Selected passage:
May 5 2015 Latest news:
Adam Gretton, Health correspondent
Thursday, August 21, 2014
A campaign group has pledged to work more closely with the mental health bosses in Norfolk and Suffolk, it has been announced.
The Campaign to Save Mental Health Services in Norfolk and Suffolk - a vocal critic of a redesign of local services - was established at the end of last year following concerns about the reduction of inpatient beds and staff numbers at Norfolk and Suffolk NHS Foundation Trust (NSFT).
However, both organisations today announced that they would now be working together to ensure the services provided meet the needs of both counties.
New NSFT chief executive Michael Scott and chairman Gary Page met representatives from the campaign last month to listen to patients’ and carers’ concerns about mental health services.
Officials from the trust have now agreed to meet with campaigners regularly to discuss areas where improvement could be made.
Mr Page said: “We share a common objective with the campaign to improve the quality of care we provide to our service users. By listening to their experiences as well as those of carers and staff we want to work with the campaign to address those areas where we acknowledge improvements need to be made.”
“In order for this to happen and for a constructive relationship to develop, we would urge it not to personalise the campaign and to ensure that information presented on the website is both balanced and accurate.”
A spokesman for the campaign added that they had updated their website to ask people for their experiences, comments, ideas and suggestions to help improve mental health services locally.
“We believe public accountability is central to the effective delivery of public services. While we disagree with the trust on some issues, we do agree the need to work together for the good of mental health services in Norfolk and Suffolk; to focus on specific areas of concern is a good start. The first of these foci is access to mental health services.”
“We all agreed that gathering as much data as possible from service users, carers, members of the public, members of staff and indeed other health professionals, be they positive or negative, should help better shape the future,” said the spokesman.

Records:

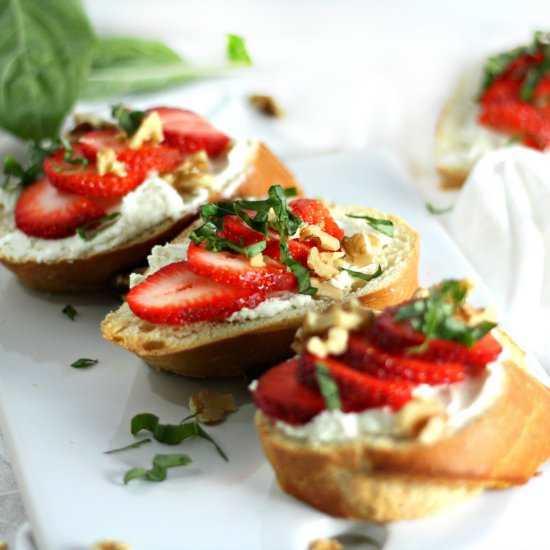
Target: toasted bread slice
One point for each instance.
(88, 271)
(230, 348)
(387, 479)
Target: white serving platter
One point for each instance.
(57, 421)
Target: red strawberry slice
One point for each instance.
(358, 391)
(315, 212)
(397, 336)
(279, 395)
(85, 180)
(98, 140)
(175, 295)
(364, 356)
(190, 133)
(233, 269)
(45, 212)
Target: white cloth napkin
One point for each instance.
(501, 220)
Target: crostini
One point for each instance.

Problems to solve:
(A) Answer these questions from the mental health article, one line each:
(i) When was the campaign group established?
(ii) Which two NSFT officials met representatives from the campaign last month?
(iii) According to the campaign spokesman, what is the first of the specific areas of concern?
(B) Write down the part of the mental health article starting at "May 5 2015 Latest" and ending at "of both counties.".
(C) Translate this sentence from the mental health article into Spanish: "Officials from the trust have now agreed to meet with campaigners regularly to discuss areas where improvement could be made."

Responses to the tasks:
(A)
(i) At the end of last year.
(ii) Chief executive Michael Scott and chairman Gary Page.
(iii) Access to mental health services.

(B)
May 5 2015 Latest news:
Adam Gretton, Health correspondent
Thursday, August 21, 2014
A campaign group has pledged to work more closely with the mental health bosses in Norfolk and Suffolk, it has been announced.
The Campaign to Save Mental Health Services in Norfolk and Suffolk - a vocal critic of a redesign of local services - was established at the end of last year following concerns about the reduction of inpatient beds and staff numbers at Norfolk and Suffolk NHS Foundation Trust (NSFT).
However, both organisations today announced that they would now be working together to ensure the services provided meet the needs of both counties.

(C) Los responsables de la fundación han acordado ahora reunirse periódicamente con los activistas para debatir las áreas en las que se podrían introducir mejoras.